“Señor del Génesis y el Viento...
vuélveme al silencio y a la sombra,
al sueño sin retorno y a la Nada infinita...
No me despiertes más”
Un ansia de escaparnos de la vida y del mundo que encuentra
cada día unas horas de satisfacción cuando, efectivamente, caemos dormidos. Al
menos una parte de lo que somos aceptará la muerte para que esa insobornable
aspiración a la Nada y al olvido que nos es congénita acabe, por fin,
realizándose. De lo cual el mismo Cioran tenía vislumbres anticipatorios que le
llevaban a preguntarse: “¿Qué hombre, al mirarse al espejo en
penumbra, no ha tenido la impresión de encontrarse con el suicida que lleva
dentro?”. Es lo que, según Ortega, tiene perfectamente experimentado,
querido Vicente, el budista: “¿Qué es la vida para Buda? –se
preguntaba metiéndose en su piel– La vida es sed, es ansia, afán, deseo. No
es lograr, porque lo logrado se convierte automáticamente en punto de arranque
para un nuevo deseo. Mirada así la existencia, torrente de sed insaciable,
aparece como un puro mal y tiene sólo un valor absolutamente negativo. La única
actitud razonable ante ella es negarla. Si Buda no hubiese creído en la
doctrina tradicional de las reencarnaciones, su único dogma hubiese sido el
suicidio (...) ¿Cómo salvarse
de la vida, cómo burlar la cadena sin fin de los renacimientos? Esto es lo
único que debe preocupar (al budista), lo único que en la vida puede tener
valor: la huida, la fuga de la existencia, la aniquilación”
Y sin embargo, en vez de estar muertos, de rendirnos a esa enorme
fuerza gravitatoria que sobre nosotros ejercen la Nada y su lugarteniente el
Absurdo, vivimos. ¿Cómo explicar ese error, ese “…estado de no-suicidio llamado
ser” (Cioran)? Si “el no ser es más fácil que el ser, (porque)
en el ser hay siempre un esfuerzo” (María Zambrano), ¿por qué nos
empeñamos en optar por la solución difícil que es vivir? Si “la
nada es un bálsamo existencial” y “la vida (no es más que una) chulería de la
materia” (Cioran), ¿por qué no cedemos al poder de la inercia y
regresamos a aquel momento en el que no había nada que nos perturbase, en el
que aún no habían aparecido el desasosiego y la angustia?

+--

» **TAREA 1**:
Di si cada afirmación coincide con el texto sobre la vida y la Nada. Contesta sí o no y copia las palabras del texto que lo deciden. (a) Según Ortega, para Buda la vida es sed. (b) Si Buda no hubiese creído en las reencarnaciones, su único dogma habría sido la oración. (c) Lo logrado se convierte en punto de arranque para un nuevo deseo.
» **TAREA 2**:
Prolonga el texto sobre la vida y la Nada a partir del punto en que se detiene.

» **Entradas de datos extraídos**:
+--

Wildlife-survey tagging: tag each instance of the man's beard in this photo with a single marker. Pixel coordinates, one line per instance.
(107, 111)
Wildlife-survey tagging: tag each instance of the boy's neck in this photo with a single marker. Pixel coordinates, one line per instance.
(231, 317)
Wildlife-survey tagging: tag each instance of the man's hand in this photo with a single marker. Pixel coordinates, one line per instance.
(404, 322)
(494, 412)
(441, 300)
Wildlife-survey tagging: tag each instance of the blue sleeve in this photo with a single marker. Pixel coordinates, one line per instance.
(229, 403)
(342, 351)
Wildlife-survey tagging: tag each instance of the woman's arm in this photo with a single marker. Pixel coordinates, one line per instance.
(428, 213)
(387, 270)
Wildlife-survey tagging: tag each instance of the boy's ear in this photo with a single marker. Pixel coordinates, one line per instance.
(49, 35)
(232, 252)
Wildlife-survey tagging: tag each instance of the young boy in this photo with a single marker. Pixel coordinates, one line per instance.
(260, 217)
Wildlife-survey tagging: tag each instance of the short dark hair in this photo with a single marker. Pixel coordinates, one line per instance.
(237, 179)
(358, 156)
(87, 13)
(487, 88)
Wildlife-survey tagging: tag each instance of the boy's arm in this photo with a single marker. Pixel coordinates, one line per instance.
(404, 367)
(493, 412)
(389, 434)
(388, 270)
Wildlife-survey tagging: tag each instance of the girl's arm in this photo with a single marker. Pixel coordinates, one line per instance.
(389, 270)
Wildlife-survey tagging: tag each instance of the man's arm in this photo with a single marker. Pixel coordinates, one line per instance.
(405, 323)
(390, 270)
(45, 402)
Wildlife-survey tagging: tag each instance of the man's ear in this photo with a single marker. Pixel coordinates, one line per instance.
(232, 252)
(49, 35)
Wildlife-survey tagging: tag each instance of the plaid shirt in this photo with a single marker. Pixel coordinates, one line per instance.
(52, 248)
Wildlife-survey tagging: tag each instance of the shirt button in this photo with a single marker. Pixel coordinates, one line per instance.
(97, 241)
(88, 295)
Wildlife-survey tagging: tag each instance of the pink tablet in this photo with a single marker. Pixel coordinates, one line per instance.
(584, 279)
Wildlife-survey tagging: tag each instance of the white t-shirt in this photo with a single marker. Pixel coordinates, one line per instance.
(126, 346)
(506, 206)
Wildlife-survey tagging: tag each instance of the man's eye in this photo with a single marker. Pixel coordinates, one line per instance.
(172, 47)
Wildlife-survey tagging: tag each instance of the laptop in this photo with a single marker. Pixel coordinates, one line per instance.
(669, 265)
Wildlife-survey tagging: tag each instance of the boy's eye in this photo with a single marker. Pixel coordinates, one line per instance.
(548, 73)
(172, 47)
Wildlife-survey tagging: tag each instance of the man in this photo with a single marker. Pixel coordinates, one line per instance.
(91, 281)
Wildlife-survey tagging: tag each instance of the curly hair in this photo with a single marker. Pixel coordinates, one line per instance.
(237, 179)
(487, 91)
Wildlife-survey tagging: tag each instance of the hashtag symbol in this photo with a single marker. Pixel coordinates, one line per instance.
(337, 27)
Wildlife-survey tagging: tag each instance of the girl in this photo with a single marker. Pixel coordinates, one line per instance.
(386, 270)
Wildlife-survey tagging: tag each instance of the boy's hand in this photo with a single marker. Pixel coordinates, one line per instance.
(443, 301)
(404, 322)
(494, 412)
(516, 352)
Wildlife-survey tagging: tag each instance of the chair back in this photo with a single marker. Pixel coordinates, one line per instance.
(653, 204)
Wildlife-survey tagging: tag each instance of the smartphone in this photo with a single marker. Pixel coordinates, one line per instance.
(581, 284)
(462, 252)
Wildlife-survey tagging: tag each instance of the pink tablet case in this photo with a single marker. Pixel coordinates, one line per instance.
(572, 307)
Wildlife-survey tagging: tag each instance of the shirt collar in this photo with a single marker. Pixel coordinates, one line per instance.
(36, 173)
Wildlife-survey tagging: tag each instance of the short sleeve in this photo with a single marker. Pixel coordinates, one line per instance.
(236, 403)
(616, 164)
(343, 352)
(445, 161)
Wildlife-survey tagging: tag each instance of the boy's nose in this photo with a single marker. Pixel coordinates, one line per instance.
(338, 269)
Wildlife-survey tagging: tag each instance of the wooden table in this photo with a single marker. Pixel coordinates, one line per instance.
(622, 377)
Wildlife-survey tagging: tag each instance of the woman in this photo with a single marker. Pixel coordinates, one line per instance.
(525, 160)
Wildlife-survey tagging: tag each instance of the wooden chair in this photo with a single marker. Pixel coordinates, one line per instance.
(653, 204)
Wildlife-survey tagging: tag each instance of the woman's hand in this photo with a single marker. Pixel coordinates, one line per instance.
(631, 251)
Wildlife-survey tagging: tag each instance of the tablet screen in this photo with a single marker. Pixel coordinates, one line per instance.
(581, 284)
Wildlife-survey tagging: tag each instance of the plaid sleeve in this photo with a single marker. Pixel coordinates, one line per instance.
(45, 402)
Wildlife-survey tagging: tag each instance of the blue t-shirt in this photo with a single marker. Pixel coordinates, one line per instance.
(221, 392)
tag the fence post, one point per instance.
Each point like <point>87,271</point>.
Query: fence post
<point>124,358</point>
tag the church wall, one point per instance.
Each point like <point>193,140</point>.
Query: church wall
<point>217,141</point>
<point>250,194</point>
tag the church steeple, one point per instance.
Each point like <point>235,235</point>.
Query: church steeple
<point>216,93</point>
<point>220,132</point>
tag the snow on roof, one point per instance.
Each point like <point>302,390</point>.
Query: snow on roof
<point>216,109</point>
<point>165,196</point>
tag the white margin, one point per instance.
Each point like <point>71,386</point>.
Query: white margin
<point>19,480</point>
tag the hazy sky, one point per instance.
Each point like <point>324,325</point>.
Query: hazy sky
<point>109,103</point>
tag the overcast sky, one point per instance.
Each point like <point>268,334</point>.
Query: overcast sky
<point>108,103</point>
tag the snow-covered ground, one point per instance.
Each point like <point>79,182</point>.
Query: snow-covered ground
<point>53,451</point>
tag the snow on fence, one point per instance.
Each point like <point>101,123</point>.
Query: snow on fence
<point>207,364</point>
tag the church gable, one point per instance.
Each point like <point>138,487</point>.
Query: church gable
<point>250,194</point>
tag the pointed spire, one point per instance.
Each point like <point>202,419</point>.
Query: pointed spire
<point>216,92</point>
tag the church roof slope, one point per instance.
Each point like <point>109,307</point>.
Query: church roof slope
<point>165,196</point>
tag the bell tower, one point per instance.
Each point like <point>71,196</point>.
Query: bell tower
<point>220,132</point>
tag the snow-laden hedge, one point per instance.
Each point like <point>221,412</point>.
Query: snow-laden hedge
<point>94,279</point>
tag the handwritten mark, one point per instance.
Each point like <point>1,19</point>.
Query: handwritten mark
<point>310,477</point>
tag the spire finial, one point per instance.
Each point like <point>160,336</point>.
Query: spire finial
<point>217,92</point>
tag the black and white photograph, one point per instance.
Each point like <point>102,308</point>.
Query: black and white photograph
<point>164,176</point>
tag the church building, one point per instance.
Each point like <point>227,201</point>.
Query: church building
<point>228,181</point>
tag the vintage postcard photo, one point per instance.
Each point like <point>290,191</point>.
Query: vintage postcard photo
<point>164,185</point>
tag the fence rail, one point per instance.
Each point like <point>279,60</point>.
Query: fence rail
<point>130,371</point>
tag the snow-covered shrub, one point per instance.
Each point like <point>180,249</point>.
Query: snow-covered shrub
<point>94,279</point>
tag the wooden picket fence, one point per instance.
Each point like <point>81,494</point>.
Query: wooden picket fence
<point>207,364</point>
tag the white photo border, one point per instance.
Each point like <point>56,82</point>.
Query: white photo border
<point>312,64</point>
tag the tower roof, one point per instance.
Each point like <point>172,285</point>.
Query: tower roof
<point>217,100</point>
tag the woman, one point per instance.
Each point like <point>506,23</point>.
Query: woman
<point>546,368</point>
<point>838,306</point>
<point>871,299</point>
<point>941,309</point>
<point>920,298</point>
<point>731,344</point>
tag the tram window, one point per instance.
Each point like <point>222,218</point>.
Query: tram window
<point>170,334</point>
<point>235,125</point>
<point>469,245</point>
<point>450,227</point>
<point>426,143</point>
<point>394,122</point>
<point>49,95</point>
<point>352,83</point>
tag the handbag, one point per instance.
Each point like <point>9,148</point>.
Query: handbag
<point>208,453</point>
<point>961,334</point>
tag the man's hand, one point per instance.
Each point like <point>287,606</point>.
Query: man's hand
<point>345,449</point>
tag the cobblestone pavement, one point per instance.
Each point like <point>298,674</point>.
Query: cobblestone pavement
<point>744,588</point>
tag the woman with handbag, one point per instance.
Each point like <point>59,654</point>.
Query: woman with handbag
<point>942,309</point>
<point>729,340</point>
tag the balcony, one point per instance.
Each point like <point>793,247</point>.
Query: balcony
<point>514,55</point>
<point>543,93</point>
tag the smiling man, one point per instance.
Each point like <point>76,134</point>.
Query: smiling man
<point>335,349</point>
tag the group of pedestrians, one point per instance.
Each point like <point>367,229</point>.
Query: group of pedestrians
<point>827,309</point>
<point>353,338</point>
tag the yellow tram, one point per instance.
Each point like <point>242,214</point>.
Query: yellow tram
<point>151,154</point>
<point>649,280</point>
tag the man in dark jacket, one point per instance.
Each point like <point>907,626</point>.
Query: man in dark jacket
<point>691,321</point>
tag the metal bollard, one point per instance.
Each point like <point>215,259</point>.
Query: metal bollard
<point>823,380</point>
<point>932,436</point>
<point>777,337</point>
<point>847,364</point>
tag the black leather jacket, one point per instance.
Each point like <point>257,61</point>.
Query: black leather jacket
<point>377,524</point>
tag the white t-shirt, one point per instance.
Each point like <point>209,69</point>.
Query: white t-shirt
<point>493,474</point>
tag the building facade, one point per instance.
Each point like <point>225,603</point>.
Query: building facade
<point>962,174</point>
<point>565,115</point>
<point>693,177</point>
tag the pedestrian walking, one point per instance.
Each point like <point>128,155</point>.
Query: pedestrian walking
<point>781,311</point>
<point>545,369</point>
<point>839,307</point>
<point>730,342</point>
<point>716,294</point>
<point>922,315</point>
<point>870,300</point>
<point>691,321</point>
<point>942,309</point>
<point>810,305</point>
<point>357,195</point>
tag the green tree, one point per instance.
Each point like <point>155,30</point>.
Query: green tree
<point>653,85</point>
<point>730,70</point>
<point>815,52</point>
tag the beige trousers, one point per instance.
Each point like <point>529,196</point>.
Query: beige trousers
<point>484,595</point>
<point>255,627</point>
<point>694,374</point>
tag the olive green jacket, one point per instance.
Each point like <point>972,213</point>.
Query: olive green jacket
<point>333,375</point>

+--

» **RESPUESTA 1**:
(a) Sí: «La vida es sed, es ansia, afán, deseo.»
(b) No: «su único dogma hubiese sido el suicidio».
(c) Sí: «lo logrado se convierte automáticamente en punto de arranque para un nuevo deseo».

» **RESPUESTA 2**:
Efectivamente, Ortega decía que “hay en cada cosa una aspiración
a ser más que materia, a ser lo que los físicos llaman fuerza viva”. La
vida es un (¿chulesco?) añadido, algo que se superpone a esa primordial
aspiración a no ser nada o, en su defecto, a ser solo materia inerte, que en
nosotros se manifiesta como desesperación, como renuncia a salir de nosotros
mismos, porque no habría eventualmente nada ahí afuera, en el universo, que
viniera a resolver lo que le falta a nuestro interior, tal y como dices,
Vicente, apoyándote en Swami Prajnampad y en Marco Aurelio. Cioran, que contaba
entre los componentes de su bagaje intelectual con la suficiente ironía y, a veces,
sarcasmo, utiliza a menudo el recurso de cambiar de bando cuando parece que ya
ha dicho todo lo que tenía que decir desde el bando contrario; y así, después
de parecer que, desesperado, se rinde al budismo nihilista, introduce este otro
tono en su discurso: “Lo que irrita en la desesperación es su
legitimidad, su evidencia, su ‘documentación’: puro reportaje. Considérese, por
el contrario, la esperanza, su generosidad en el error, su manía de fantasear, su rechazo del acontecimiento: una aberración,
una ficción. Y es en esa aberración en lo que consiste la vida y de esa ficción
de lo que se alimenta”. El sarcasmo asoma en esta otra reflexión: “Abro
una antología de textos religiosos y caigo de entrada sobre esta frase de Buda:
‘Ningún objeto merece ser deseado’. –Cierro inmediatamente el libro, pues tras
eso, ¿qué leer?”.
Ciertamente, para Cioran, en cierto sentido (no se sabe
hasta qué punto irónico), tomar partido por la vida es optar por el error, por
el autoengaño. Consecuentemente, “la lucidez es el resultado de una mengua de
vitalidad, como cualquier falta de ilusión. Darse cuenta de algo va en contra
de la vida; tenerlo claro, todavía más. Se es mientras no se sabe que se es.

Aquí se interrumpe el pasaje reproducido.